RECORDS FOR THIS EXERCISE ->
** Begin **

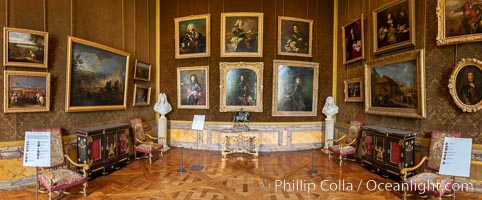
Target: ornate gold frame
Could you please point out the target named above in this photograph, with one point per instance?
(259, 53)
(442, 38)
(411, 17)
(314, 106)
(362, 39)
(453, 84)
(354, 99)
(135, 103)
(310, 35)
(207, 17)
(6, 31)
(68, 107)
(135, 71)
(206, 89)
(6, 88)
(257, 67)
(419, 112)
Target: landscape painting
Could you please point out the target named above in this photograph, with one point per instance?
(26, 91)
(395, 86)
(96, 77)
(25, 48)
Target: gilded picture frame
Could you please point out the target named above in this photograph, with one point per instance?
(97, 77)
(241, 86)
(353, 40)
(394, 26)
(26, 91)
(354, 90)
(242, 34)
(295, 88)
(142, 71)
(295, 36)
(142, 95)
(193, 87)
(25, 48)
(455, 22)
(395, 85)
(465, 84)
(192, 36)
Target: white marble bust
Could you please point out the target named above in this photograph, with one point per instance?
(330, 109)
(162, 106)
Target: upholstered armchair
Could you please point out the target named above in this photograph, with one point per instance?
(60, 176)
(434, 185)
(145, 143)
(347, 143)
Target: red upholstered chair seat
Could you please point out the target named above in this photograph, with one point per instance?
(63, 178)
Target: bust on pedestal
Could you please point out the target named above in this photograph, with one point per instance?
(330, 110)
(162, 107)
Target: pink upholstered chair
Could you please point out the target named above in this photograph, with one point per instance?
(437, 185)
(347, 144)
(59, 176)
(144, 142)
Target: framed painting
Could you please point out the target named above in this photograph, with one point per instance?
(142, 71)
(142, 95)
(242, 34)
(465, 84)
(459, 21)
(193, 87)
(395, 85)
(26, 91)
(193, 36)
(354, 90)
(394, 26)
(241, 86)
(295, 88)
(353, 41)
(96, 77)
(295, 36)
(25, 48)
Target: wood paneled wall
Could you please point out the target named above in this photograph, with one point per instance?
(128, 25)
(442, 113)
(320, 11)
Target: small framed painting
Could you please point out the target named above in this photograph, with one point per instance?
(25, 48)
(465, 84)
(394, 26)
(354, 90)
(26, 91)
(241, 86)
(242, 34)
(142, 71)
(193, 36)
(295, 88)
(295, 36)
(142, 95)
(353, 41)
(193, 87)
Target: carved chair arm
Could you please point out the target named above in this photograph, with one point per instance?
(404, 171)
(337, 140)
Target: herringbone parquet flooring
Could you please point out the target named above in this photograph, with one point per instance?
(277, 175)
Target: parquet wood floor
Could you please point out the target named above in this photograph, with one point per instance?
(235, 179)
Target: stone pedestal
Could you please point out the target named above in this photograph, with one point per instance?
(162, 131)
(329, 133)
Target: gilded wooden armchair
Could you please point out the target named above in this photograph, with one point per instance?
(144, 143)
(429, 184)
(347, 144)
(59, 176)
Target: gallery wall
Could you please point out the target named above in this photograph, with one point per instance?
(320, 11)
(127, 25)
(442, 112)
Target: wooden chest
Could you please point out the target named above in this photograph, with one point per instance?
(386, 150)
(105, 148)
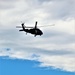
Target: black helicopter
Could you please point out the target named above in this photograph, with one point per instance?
(33, 30)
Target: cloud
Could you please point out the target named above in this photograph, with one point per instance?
(56, 48)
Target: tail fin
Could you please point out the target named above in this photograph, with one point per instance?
(35, 24)
(23, 26)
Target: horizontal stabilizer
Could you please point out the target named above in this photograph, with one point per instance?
(21, 30)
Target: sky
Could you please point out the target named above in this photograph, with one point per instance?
(50, 54)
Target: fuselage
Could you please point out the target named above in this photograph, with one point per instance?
(34, 31)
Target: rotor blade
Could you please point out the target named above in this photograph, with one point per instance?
(25, 27)
(47, 25)
(18, 27)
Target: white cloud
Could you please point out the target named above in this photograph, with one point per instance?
(55, 48)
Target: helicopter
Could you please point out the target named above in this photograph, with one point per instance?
(32, 30)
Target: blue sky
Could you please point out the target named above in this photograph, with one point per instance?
(53, 52)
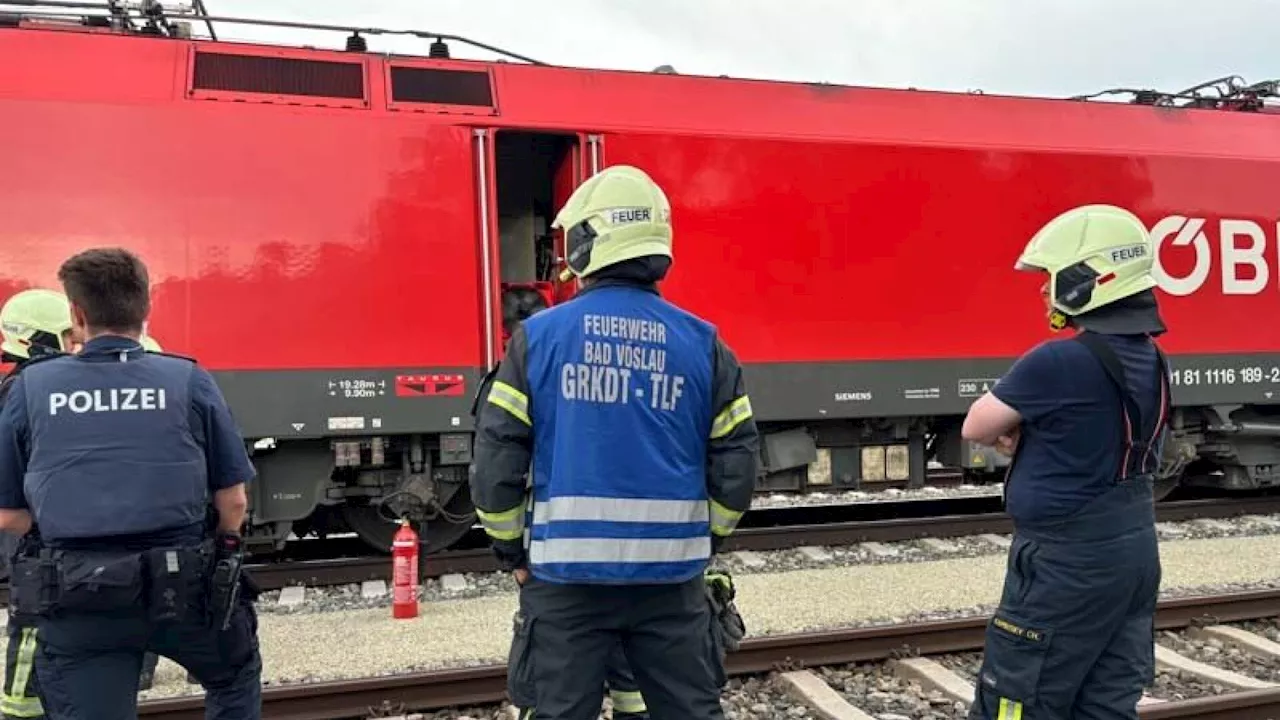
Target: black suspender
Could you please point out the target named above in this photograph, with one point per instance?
(1134, 422)
(1133, 419)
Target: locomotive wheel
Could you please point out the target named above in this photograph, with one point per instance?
(1162, 488)
(440, 533)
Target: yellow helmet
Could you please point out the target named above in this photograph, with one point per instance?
(617, 214)
(35, 318)
(1095, 255)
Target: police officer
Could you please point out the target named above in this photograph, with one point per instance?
(113, 456)
(1084, 419)
(35, 323)
(636, 423)
(625, 695)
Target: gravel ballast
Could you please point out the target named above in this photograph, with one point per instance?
(474, 632)
(926, 550)
(876, 689)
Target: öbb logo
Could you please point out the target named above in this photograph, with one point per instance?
(1240, 249)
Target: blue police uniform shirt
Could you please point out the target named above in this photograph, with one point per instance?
(214, 433)
(621, 402)
(1073, 420)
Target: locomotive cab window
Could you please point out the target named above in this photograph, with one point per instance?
(535, 173)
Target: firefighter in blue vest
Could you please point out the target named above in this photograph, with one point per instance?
(1084, 419)
(35, 323)
(114, 456)
(627, 702)
(634, 422)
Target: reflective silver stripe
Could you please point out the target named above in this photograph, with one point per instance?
(620, 510)
(616, 550)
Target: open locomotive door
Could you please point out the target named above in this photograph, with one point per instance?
(525, 177)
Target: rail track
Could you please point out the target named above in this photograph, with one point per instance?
(769, 529)
(487, 684)
(777, 528)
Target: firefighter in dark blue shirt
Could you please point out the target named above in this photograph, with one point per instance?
(1084, 419)
(114, 459)
(35, 323)
(632, 419)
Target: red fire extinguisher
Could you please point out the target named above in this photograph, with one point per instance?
(405, 573)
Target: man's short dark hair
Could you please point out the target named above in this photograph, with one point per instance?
(110, 285)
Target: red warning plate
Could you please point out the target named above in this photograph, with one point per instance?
(430, 386)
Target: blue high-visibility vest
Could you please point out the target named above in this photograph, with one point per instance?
(620, 399)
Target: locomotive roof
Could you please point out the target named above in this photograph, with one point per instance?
(531, 94)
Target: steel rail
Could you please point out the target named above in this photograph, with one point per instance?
(351, 570)
(487, 684)
(758, 538)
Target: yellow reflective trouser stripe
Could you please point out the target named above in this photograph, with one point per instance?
(508, 524)
(627, 701)
(1010, 710)
(14, 702)
(510, 400)
(737, 413)
(723, 520)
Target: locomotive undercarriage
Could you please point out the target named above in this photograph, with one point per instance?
(1233, 449)
(362, 486)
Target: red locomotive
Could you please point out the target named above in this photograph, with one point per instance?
(332, 233)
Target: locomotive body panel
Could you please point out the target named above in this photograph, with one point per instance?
(330, 233)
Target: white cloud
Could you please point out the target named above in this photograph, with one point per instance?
(1008, 46)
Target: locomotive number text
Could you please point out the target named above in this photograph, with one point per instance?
(1251, 374)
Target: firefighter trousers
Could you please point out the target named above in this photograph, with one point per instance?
(621, 683)
(566, 636)
(21, 697)
(1074, 634)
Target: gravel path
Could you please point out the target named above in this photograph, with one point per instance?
(886, 495)
(483, 584)
(1171, 684)
(471, 632)
(1216, 652)
(874, 689)
(964, 664)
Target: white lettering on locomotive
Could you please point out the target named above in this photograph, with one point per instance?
(115, 400)
(1233, 256)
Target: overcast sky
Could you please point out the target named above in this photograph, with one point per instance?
(1009, 46)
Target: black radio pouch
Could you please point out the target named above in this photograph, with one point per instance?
(33, 584)
(100, 582)
(174, 578)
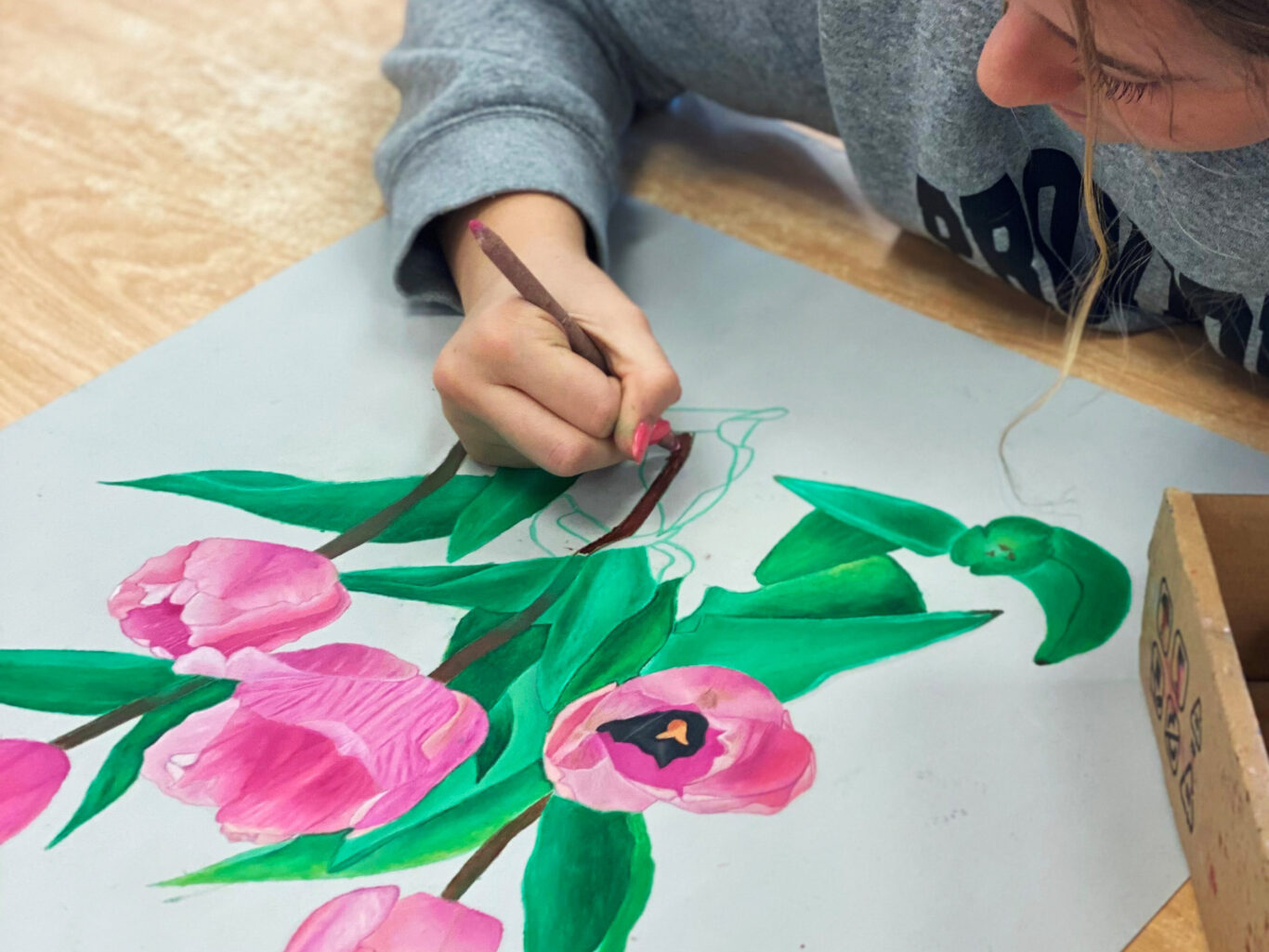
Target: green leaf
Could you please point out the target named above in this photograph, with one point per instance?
(301, 858)
(637, 892)
(332, 506)
(509, 587)
(509, 498)
(451, 833)
(794, 655)
(522, 750)
(489, 677)
(610, 587)
(1085, 592)
(623, 654)
(876, 585)
(582, 868)
(460, 814)
(124, 763)
(500, 720)
(815, 543)
(922, 528)
(462, 828)
(80, 682)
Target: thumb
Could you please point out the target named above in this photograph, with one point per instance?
(648, 384)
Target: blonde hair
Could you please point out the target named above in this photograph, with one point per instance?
(1101, 270)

** End **

PROBLEM DETAILS ->
Lay out the data as a JSON list of strings, starting with the line that contains "Target: cloud" and going on through the line that contains "(1240, 249)", with one string per line and blank lines left out. Leave the pictures out of the list.

RESULT BELOW ->
[
  "Target: cloud",
  "Could you please point out the target named above in this photograph, with one point per instance?",
  "(56, 48)",
  "Target: tail fin",
  "Could you please point out the target named above in this photograph, with one point per instance?",
  "(35, 24)",
  "(23, 26)",
  "Target: horizontal stabilizer",
  "Could you please point out the target named above in this photograph, with one point per instance?",
  "(21, 30)",
  "Target: sky",
  "Could you please point out the target named above in this photograph, with one point per instance?",
  "(50, 54)",
  "Target: fuselage",
  "Could you please point out the target named above in this photograph, with one point per instance?",
  "(34, 31)",
  "Target: rotor blade",
  "Could you please point out the target named above in this photograph, with one point per instance?",
  "(25, 27)",
  "(47, 25)",
  "(18, 27)",
  "Target: white cloud",
  "Could you please point out the target named above in this photograph, with one point per instance?",
  "(55, 48)",
  "Target: helicopter",
  "Could you please point out the target named above in this photograph, with one point per instance?",
  "(32, 30)",
  "Target: blue sky",
  "Could you please point out the target named above in this photograph, with one point per instance?",
  "(53, 52)",
  "Target: black suspender",
  "Could you please point out the target named above in this photograph, with one point per instance?",
  "(1134, 422)",
  "(1133, 419)",
  "Target: locomotive wheel",
  "Could you please point out the target named above in this photograph, with one point per instance?",
  "(1162, 488)",
  "(440, 533)",
  "Target: yellow helmet",
  "Could you please point out the target named above in this photograph, with one point per instance?",
  "(617, 214)",
  "(35, 318)",
  "(1095, 255)",
  "Target: police officer",
  "Could you please point out the target named above in this photograph, with one point per instance?",
  "(113, 456)",
  "(1084, 419)",
  "(35, 323)",
  "(636, 423)",
  "(625, 695)",
  "Target: gravel ballast",
  "Could you please point out the target named above in this photograph, with one point per instance?",
  "(474, 632)",
  "(926, 550)",
  "(876, 689)",
  "Target: öbb logo",
  "Could you please point out the target named above in this photograph, with one point per instance?",
  "(1240, 249)"
]